こんにちは。「ワーク・ライフチャレンジ〜未来をひらく私たちの働き方〜」11話目前編は、システム会社から独立し、TOC理論に基づく業務改善、管理会計制度の導入、経営分析、人事制度の構築など、デジタルとアナログ両方の側面から企業支援を行っている T-Factory 代表の建岩琢磨さんをお迎えし、岩手県よりお送りいたします。

>>後編記事 ボトルネックに集中し短期間で成果を上げる。TOCの真髄は「ボトルネックの活用と働く人達のコラボレーション」

____________

• 指示と要件:
上の抜粋から、「こんにちは。「ワーク・ライフ」を含む語句で始まり「働く人達のコラボレーション」」で終わる部分を、一字も変えずに写し取ってください。 次に示す項目は、上の抜粋とは別の資料です。

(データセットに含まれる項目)
____________

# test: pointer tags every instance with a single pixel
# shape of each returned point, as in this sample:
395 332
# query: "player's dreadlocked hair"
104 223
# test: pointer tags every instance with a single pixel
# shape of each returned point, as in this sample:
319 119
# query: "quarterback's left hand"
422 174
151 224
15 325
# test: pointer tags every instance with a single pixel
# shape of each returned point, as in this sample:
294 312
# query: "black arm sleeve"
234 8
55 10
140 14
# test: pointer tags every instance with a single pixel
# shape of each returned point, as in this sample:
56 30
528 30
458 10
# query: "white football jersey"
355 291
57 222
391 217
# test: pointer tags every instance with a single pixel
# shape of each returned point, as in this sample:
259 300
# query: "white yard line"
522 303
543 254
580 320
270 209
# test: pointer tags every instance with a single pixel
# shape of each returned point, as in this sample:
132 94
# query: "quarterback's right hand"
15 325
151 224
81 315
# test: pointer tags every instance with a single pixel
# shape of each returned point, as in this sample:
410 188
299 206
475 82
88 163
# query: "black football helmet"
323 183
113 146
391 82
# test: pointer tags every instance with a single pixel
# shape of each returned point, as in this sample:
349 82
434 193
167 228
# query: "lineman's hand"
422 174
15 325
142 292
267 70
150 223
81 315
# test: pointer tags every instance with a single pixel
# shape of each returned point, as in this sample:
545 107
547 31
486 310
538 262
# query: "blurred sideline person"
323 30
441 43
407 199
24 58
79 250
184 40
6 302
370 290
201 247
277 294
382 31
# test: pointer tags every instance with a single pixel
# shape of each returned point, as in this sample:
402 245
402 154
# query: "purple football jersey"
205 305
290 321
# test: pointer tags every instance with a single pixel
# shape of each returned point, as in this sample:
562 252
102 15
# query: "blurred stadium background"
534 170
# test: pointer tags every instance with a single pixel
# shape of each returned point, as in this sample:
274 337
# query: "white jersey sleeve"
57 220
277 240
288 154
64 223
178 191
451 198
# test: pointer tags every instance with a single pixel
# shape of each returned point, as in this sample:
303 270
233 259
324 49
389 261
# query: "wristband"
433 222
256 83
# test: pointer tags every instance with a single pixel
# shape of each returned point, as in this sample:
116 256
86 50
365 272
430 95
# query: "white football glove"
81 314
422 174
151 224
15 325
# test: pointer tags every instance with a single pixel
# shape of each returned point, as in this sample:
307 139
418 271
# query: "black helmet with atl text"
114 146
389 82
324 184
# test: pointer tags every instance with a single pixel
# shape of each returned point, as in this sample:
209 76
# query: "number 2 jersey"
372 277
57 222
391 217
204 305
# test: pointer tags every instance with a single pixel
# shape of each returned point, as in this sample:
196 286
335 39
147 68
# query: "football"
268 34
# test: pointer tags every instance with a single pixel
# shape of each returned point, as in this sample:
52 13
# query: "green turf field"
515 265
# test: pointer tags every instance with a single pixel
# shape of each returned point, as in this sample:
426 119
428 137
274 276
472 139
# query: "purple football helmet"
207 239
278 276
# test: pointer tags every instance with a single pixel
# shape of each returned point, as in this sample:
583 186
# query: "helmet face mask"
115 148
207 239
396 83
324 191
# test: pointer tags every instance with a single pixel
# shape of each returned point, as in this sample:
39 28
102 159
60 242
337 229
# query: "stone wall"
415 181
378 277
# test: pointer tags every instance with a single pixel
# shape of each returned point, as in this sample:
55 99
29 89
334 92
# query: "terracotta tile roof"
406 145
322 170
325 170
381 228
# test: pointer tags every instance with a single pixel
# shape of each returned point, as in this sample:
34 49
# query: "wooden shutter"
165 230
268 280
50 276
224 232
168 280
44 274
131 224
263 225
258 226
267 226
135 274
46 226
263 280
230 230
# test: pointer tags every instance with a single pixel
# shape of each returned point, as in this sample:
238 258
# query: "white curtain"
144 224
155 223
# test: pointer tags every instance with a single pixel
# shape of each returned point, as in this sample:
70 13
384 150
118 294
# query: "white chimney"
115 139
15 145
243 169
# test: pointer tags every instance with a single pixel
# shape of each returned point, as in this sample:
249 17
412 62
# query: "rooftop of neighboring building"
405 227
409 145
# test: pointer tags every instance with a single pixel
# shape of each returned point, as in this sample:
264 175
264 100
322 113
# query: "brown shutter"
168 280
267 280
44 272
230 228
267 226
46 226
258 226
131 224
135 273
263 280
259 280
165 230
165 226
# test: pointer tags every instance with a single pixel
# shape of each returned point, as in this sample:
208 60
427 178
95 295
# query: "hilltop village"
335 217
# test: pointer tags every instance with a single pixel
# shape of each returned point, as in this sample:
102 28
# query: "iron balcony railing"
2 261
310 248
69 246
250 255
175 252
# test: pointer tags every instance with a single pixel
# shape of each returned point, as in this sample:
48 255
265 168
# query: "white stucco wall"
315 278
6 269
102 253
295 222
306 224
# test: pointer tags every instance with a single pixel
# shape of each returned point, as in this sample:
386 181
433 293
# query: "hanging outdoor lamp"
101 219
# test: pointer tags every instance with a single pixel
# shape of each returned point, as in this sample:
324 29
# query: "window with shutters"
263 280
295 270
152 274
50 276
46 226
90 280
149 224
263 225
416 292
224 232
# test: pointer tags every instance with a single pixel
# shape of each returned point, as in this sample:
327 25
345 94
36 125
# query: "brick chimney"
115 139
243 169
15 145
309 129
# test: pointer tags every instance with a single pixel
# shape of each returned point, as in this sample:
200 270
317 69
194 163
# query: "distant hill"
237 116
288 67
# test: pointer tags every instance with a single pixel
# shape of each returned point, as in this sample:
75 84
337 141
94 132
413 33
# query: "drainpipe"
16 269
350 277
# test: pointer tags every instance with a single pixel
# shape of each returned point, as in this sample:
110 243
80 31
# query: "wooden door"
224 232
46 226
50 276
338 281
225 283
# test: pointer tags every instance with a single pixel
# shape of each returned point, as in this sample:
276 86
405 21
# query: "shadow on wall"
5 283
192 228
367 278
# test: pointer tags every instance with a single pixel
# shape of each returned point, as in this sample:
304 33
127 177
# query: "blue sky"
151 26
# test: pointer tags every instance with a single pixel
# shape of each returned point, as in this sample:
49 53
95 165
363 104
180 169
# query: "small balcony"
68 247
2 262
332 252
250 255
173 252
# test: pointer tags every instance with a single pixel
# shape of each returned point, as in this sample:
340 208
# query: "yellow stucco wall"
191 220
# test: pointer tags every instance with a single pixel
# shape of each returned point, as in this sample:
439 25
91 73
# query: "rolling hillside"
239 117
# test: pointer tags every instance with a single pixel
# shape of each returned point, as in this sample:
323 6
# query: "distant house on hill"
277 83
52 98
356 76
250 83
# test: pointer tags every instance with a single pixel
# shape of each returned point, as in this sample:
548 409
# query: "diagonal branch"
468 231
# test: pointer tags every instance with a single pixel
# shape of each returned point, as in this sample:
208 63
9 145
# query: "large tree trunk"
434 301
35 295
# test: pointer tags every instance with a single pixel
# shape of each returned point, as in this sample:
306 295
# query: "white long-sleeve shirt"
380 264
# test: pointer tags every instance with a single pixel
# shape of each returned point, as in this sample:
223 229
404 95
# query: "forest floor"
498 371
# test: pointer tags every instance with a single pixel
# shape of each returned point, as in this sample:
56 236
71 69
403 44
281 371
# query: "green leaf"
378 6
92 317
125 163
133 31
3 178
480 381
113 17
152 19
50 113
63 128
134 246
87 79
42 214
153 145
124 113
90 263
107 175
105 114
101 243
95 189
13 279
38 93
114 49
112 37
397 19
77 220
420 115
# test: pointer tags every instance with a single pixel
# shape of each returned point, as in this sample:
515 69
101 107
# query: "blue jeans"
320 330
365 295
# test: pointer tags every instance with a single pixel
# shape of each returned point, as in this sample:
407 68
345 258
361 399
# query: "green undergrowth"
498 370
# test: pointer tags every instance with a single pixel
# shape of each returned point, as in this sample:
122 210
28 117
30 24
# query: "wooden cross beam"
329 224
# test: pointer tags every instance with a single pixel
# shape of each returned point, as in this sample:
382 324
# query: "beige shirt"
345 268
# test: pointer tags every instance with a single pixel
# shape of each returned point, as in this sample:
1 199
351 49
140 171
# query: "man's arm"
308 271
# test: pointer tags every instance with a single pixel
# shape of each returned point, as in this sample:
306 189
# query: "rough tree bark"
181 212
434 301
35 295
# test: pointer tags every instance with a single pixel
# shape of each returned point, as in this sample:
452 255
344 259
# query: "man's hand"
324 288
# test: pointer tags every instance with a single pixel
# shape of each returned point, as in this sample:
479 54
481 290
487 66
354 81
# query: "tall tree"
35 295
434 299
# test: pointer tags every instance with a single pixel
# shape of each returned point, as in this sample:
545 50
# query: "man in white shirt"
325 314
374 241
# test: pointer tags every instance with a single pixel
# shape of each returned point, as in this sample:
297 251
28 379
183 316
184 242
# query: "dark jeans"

____________

• 正しい回答:
こんにちは。「ワーク・ライフチャレンジ〜未来をひらく私たちの働き方〜」11話目前編は、システム会社から独立し、TOC理論に基づく業務改善、管理会計制度の導入、経営分析、人事制度の構築など、デジタルとアナログ両方の側面から企業支援を行っている T-Factory 代表の建岩琢磨さんをお迎えし、岩手県よりお送りいたします。

>>後編記事 ボトルネックに集中し短期間で成果を上げる。TOCの真髄は「ボトルネックの活用と働く人達のコラボレーション」